Provided data: Begin
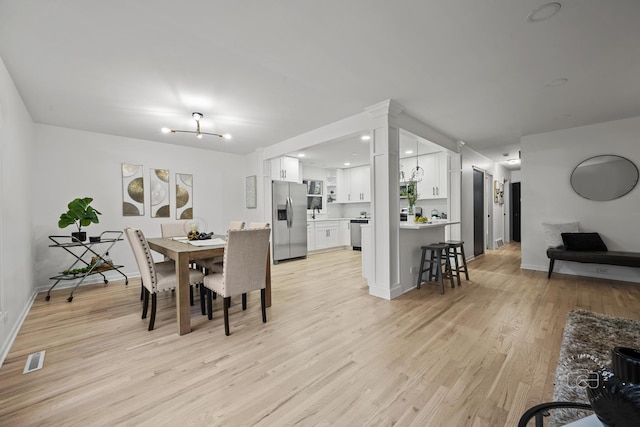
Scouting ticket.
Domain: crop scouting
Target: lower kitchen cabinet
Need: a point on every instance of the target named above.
(327, 234)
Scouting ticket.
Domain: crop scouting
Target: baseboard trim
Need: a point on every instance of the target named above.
(6, 346)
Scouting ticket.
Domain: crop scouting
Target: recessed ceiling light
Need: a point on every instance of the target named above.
(544, 12)
(557, 82)
(562, 116)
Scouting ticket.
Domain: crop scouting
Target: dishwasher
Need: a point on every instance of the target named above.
(356, 233)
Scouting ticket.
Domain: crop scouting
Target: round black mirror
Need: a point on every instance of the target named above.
(604, 178)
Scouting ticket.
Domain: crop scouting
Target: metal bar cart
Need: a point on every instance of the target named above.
(98, 263)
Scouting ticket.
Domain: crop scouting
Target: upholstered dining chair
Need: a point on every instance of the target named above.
(215, 264)
(180, 229)
(156, 276)
(244, 270)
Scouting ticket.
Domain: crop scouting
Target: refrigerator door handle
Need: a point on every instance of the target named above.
(289, 212)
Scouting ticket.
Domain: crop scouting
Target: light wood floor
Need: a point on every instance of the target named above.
(329, 355)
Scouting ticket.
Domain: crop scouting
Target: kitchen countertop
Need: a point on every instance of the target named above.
(419, 226)
(334, 219)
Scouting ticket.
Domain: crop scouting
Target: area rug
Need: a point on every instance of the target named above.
(586, 345)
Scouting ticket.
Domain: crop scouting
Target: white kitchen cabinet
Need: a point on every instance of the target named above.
(285, 168)
(327, 234)
(434, 183)
(345, 232)
(354, 185)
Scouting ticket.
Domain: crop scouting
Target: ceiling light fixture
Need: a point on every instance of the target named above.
(557, 82)
(197, 117)
(544, 12)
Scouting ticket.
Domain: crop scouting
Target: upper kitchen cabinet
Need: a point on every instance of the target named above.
(285, 168)
(354, 185)
(436, 171)
(433, 162)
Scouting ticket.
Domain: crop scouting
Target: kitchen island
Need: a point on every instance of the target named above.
(412, 236)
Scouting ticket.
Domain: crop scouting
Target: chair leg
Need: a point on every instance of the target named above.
(202, 299)
(447, 266)
(551, 262)
(421, 268)
(152, 321)
(464, 262)
(439, 270)
(227, 303)
(145, 302)
(209, 304)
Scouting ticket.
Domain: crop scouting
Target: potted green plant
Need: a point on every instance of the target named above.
(81, 214)
(411, 191)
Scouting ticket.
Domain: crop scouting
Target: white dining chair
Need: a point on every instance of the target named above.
(156, 276)
(244, 270)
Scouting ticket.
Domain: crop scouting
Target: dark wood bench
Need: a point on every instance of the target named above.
(625, 259)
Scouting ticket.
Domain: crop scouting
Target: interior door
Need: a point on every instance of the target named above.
(515, 211)
(488, 213)
(478, 212)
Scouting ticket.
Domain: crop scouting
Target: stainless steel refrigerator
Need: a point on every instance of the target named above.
(289, 220)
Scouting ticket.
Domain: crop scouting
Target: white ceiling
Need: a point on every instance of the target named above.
(475, 70)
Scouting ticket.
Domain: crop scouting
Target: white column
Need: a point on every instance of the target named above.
(384, 281)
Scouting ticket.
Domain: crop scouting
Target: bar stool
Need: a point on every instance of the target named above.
(438, 255)
(455, 248)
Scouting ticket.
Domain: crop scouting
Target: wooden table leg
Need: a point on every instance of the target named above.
(183, 310)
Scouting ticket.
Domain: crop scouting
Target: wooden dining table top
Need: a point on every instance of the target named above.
(183, 253)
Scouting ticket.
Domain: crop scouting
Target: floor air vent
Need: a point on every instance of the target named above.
(34, 362)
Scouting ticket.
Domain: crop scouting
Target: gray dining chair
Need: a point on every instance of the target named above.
(244, 270)
(156, 276)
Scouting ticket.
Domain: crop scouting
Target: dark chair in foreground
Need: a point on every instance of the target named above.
(540, 412)
(156, 276)
(434, 255)
(244, 270)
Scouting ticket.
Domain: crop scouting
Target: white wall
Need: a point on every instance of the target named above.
(72, 163)
(547, 162)
(471, 159)
(17, 174)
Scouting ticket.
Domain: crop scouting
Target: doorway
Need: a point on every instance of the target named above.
(515, 211)
(478, 212)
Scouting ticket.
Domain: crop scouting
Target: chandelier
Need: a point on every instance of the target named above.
(198, 132)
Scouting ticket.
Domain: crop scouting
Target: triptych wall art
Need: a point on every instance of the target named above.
(133, 198)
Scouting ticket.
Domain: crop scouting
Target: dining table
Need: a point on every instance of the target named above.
(184, 252)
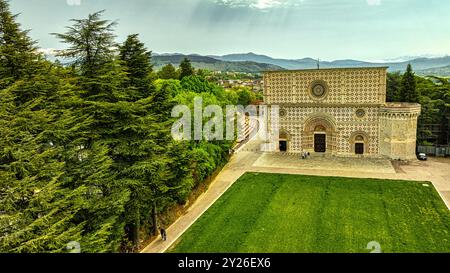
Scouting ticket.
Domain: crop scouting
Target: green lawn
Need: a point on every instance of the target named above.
(267, 213)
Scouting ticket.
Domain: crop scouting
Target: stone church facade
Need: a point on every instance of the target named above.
(341, 112)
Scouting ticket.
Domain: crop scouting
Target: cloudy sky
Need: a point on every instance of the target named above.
(326, 29)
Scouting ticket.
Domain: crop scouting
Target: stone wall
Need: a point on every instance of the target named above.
(398, 130)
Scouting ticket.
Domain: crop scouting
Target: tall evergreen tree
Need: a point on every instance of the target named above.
(408, 91)
(394, 82)
(168, 72)
(91, 43)
(186, 68)
(17, 50)
(137, 61)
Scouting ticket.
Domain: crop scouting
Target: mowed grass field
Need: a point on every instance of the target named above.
(274, 213)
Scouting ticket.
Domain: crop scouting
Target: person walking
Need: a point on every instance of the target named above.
(163, 234)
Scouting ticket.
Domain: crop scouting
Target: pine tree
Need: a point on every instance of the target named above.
(168, 72)
(186, 68)
(137, 62)
(17, 50)
(408, 91)
(393, 87)
(91, 43)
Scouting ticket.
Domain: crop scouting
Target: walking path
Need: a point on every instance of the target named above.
(435, 170)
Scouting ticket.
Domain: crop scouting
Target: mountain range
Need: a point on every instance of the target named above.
(254, 63)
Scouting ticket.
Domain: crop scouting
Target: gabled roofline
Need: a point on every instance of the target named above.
(312, 69)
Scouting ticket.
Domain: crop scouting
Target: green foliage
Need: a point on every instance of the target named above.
(137, 62)
(394, 85)
(408, 90)
(91, 43)
(279, 213)
(17, 55)
(168, 72)
(86, 152)
(186, 69)
(433, 94)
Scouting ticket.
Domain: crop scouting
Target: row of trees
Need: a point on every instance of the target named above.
(170, 72)
(433, 93)
(86, 153)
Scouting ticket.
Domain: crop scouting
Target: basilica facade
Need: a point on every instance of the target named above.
(341, 112)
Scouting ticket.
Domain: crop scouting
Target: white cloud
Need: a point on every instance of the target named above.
(373, 2)
(255, 4)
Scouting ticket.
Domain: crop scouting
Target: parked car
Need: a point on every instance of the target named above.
(422, 157)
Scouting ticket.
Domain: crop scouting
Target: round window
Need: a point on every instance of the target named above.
(318, 89)
(360, 113)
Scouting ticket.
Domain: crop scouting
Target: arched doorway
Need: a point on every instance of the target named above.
(283, 141)
(359, 143)
(320, 139)
(319, 134)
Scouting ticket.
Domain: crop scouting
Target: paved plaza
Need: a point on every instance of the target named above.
(249, 159)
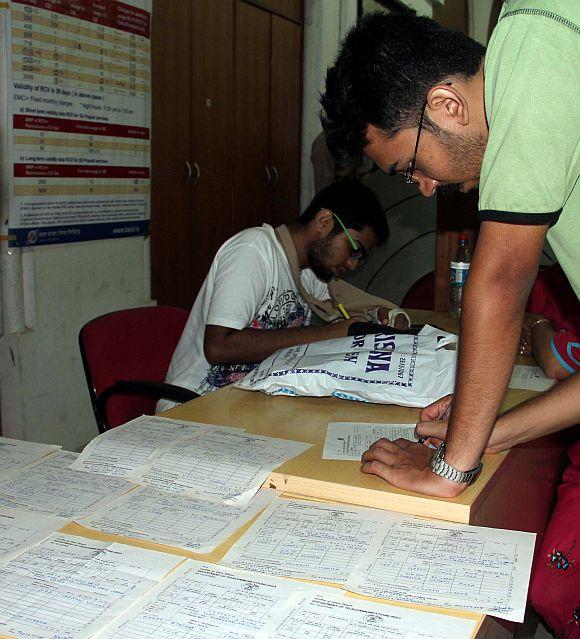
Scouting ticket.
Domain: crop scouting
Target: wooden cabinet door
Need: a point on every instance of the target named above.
(252, 116)
(212, 132)
(170, 150)
(285, 119)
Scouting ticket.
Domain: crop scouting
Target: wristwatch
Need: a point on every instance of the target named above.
(440, 467)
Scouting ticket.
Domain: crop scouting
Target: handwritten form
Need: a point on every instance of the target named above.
(20, 530)
(129, 449)
(15, 454)
(307, 540)
(72, 587)
(436, 563)
(185, 522)
(205, 601)
(530, 378)
(50, 486)
(349, 440)
(334, 616)
(220, 465)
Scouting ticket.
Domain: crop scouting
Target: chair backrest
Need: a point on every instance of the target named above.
(421, 294)
(133, 344)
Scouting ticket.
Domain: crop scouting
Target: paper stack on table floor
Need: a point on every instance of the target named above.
(391, 556)
(209, 462)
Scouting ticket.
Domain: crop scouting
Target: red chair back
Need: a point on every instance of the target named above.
(133, 344)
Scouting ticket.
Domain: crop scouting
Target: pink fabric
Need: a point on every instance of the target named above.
(555, 587)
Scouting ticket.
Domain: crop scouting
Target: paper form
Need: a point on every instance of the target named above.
(530, 378)
(334, 616)
(185, 522)
(220, 465)
(50, 486)
(307, 540)
(436, 563)
(69, 587)
(205, 601)
(20, 530)
(15, 454)
(128, 449)
(349, 440)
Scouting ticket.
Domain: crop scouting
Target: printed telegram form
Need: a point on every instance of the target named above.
(349, 440)
(50, 486)
(307, 540)
(193, 524)
(20, 530)
(15, 454)
(220, 466)
(129, 449)
(72, 587)
(435, 563)
(327, 615)
(205, 601)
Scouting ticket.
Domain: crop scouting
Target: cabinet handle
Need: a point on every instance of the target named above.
(188, 172)
(197, 173)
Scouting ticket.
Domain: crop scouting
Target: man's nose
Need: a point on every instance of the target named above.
(426, 185)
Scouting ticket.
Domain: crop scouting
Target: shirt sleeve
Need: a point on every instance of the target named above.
(531, 97)
(242, 274)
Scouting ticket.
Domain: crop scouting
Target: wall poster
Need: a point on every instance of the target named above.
(79, 119)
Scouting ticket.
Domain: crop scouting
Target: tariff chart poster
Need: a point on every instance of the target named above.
(79, 115)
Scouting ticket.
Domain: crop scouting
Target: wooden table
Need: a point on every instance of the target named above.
(515, 490)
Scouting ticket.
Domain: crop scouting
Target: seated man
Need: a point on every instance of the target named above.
(262, 278)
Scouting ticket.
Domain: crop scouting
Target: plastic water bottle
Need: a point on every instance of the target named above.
(458, 274)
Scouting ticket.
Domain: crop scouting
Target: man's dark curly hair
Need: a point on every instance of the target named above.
(355, 204)
(382, 75)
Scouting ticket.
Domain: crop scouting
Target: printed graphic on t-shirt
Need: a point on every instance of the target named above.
(285, 310)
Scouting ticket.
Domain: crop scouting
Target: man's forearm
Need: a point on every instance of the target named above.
(500, 278)
(251, 346)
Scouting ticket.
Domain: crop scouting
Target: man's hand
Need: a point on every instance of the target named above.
(401, 322)
(406, 465)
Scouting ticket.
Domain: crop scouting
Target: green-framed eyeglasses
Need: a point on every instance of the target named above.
(357, 250)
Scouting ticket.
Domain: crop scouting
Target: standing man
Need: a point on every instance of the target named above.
(430, 104)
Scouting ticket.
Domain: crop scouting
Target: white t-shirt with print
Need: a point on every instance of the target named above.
(249, 284)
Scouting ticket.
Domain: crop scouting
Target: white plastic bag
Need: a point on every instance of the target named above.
(408, 370)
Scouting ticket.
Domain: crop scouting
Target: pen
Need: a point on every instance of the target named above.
(343, 310)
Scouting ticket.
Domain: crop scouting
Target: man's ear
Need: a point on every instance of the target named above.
(323, 222)
(447, 105)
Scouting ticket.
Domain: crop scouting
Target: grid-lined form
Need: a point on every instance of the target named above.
(20, 530)
(306, 540)
(50, 486)
(220, 465)
(205, 601)
(327, 616)
(126, 450)
(15, 454)
(448, 565)
(194, 524)
(69, 586)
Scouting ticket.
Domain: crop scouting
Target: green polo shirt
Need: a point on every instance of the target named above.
(531, 167)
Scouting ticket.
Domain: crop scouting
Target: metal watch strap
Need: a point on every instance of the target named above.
(440, 467)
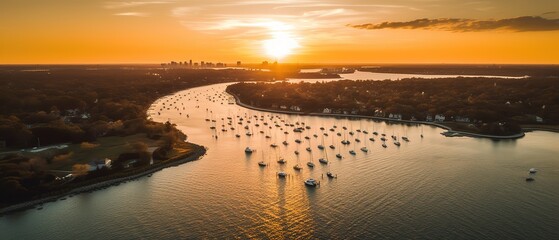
Provided data: End
» **Task objective**
Above are the records. Identify each line that contains the word "paper".

» **Response to this exercise**
Target: paper stack on table floor
Target: paper form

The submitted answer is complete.